● READING TEXT:
World Briefs
Skyscraper sold
The Wrigley Building (right), a noted Chicago skyscraper, has been sold by the company that gives the building its name.
The Wm Wrigley Jr Co. announced the building has been sold to the Chicago-based investment firm of BDT Capital Partners. Group co-founders Brad Keywell and Eric Lefkofsky and Zeller Realty Group are minority partners in the deal.
Earlier this year, Wrigley announced plans to relocate about 250 employees from the white terracotta-clad building by the end of 2012 to the company’s campus on the Chicago River.
The buyers are seeking landmark status for the 90-year-old building. (AP)
Artistic elephant
An elephant at Whipsnade Zoo has taken up an unusual hobby.
Karishma spends her days painting and can regularly be seen at the Bedfordshire zoo holding the brush in her trunk.
Karishma, 13, a female Asian elephant, arrived at the zoo four years ago and became a mother for the first time last April. Visitors to the zoo this weekend will be able to see a selection of Karishma’s artwork, which is on display as part of Elephant Appreciation Day, to raise money for the Zoological Society of London’s elephant conservation projects. (PA)

● TASK DESCRIPTION: Reproduce the passage of the news briefs word for word, from "World Briefs" to "the Chicago River.".

(Some lines)
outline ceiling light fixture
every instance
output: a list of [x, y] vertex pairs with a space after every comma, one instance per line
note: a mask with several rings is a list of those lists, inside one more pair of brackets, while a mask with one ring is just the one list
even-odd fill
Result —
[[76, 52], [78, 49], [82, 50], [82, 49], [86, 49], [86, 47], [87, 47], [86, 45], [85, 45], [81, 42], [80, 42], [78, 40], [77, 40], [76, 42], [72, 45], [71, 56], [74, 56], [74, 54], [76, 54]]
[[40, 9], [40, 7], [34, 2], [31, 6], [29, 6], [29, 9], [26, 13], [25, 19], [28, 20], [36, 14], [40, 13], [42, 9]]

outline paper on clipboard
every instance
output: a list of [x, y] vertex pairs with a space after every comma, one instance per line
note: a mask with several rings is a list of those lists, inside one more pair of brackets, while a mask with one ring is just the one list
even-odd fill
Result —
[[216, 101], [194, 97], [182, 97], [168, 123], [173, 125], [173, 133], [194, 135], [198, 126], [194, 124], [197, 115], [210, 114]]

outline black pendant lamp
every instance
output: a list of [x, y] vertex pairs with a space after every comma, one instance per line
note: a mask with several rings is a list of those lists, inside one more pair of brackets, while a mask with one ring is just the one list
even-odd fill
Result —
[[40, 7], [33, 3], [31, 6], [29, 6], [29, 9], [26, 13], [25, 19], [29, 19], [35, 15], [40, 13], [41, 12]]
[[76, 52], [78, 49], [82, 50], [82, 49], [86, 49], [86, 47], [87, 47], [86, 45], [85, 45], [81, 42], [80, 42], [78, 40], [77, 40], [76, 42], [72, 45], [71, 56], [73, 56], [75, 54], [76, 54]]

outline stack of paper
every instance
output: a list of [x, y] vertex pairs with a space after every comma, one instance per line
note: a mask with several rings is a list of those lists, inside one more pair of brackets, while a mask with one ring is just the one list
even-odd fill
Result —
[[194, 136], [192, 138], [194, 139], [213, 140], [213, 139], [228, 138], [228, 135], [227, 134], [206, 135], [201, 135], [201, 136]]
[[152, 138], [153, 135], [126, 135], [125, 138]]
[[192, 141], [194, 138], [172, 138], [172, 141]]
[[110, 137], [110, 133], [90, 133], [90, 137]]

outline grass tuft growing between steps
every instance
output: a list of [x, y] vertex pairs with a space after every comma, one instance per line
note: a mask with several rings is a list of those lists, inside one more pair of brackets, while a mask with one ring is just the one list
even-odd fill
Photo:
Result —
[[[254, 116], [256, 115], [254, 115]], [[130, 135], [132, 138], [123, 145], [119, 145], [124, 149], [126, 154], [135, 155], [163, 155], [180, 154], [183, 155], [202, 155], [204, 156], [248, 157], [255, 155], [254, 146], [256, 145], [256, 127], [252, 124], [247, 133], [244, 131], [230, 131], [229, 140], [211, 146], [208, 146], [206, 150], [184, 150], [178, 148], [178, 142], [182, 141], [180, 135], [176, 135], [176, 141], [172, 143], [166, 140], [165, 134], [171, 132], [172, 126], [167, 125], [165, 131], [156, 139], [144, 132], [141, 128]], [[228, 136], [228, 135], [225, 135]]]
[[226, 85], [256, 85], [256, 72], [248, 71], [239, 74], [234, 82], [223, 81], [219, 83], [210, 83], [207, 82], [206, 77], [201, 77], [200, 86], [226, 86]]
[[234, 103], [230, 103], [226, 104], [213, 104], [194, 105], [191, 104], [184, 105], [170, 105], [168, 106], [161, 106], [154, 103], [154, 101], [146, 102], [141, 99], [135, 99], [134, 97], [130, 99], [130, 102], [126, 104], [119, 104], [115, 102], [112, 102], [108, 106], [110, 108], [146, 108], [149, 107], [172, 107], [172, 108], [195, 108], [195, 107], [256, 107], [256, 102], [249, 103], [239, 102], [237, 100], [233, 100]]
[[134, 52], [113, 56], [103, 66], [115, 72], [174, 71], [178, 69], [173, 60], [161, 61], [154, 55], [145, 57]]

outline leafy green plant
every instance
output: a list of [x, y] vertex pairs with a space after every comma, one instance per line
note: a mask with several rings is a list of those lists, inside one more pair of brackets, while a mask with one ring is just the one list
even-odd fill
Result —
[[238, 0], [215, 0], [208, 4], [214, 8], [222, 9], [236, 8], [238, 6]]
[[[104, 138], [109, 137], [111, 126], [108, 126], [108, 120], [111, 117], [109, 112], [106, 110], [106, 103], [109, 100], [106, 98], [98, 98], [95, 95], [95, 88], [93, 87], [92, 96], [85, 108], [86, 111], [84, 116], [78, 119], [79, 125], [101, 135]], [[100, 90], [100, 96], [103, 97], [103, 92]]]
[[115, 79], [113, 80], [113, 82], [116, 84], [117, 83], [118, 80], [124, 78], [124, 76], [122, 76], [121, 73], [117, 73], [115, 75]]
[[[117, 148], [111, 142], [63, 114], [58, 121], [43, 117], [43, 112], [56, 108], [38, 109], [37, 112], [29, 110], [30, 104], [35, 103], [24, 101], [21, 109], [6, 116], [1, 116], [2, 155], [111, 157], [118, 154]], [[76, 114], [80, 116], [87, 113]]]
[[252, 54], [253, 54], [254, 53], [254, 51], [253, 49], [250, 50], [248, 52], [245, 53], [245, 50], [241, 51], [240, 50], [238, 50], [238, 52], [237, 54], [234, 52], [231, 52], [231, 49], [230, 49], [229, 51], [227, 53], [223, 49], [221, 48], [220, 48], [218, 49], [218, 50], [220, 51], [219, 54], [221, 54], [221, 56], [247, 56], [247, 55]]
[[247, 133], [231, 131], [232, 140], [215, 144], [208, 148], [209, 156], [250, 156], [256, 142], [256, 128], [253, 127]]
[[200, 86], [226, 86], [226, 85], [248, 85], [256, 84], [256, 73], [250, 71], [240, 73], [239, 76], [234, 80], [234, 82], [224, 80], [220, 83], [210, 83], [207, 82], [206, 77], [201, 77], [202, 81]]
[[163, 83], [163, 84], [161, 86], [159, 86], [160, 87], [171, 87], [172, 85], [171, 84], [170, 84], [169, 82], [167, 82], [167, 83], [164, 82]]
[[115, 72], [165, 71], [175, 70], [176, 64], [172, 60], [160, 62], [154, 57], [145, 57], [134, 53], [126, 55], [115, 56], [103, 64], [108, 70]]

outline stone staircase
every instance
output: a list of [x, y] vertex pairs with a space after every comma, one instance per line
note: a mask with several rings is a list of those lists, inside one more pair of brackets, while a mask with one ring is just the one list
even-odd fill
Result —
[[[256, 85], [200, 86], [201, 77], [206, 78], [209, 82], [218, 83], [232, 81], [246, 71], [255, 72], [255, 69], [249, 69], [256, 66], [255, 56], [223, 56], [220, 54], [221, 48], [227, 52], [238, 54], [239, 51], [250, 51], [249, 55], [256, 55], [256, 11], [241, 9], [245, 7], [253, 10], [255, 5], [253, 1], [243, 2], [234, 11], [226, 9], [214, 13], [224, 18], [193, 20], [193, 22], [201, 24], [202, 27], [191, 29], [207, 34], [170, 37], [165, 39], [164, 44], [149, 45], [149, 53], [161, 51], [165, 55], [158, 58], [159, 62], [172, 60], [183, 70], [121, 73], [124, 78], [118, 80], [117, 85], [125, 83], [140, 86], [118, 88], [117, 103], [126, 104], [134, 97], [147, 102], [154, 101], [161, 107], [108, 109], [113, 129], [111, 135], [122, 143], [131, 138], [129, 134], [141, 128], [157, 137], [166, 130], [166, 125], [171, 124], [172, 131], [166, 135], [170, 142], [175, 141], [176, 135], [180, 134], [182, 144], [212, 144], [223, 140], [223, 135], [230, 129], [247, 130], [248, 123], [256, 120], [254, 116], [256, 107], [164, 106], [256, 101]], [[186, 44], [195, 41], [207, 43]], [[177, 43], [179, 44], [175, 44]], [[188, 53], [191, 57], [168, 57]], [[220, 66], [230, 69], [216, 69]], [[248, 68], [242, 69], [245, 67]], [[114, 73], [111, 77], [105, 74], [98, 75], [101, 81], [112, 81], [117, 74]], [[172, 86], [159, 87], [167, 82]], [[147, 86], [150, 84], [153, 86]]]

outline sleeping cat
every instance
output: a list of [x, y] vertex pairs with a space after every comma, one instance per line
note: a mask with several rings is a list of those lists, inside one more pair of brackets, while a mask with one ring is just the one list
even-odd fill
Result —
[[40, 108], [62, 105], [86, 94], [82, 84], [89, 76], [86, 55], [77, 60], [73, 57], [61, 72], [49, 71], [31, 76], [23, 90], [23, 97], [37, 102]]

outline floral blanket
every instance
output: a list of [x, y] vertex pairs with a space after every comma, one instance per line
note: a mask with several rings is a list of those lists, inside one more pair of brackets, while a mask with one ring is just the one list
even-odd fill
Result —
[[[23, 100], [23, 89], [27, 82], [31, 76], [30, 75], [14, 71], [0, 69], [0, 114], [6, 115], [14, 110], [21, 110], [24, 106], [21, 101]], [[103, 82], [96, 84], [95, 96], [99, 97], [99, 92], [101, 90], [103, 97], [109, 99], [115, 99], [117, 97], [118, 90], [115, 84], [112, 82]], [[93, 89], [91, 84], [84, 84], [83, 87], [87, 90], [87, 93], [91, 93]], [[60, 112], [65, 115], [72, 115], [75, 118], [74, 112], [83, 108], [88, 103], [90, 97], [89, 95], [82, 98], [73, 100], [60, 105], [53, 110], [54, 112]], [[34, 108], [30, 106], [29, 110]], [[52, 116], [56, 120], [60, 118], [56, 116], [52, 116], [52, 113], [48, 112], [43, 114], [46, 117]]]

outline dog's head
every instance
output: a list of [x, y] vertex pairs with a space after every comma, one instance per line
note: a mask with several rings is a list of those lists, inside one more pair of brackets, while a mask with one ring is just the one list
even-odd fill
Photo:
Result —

● THE RESULT:
World Briefs
Skyscraper sold
The Wrigley Building (right), a noted Chicago skyscraper, has been sold by the company that gives the building its name.
The Wm Wrigley Jr Co. announced the building has been sold to the Chicago-based investment firm of BDT Capital Partners. Group co-founders Brad Keywell and Eric Lefkofsky and Zeller Realty Group are minority partners in the deal.
Earlier this year, Wrigley announced plans to relocate about 250 employees from the white terracotta-clad building by the end of 2012 to the company’s campus on the Chicago River.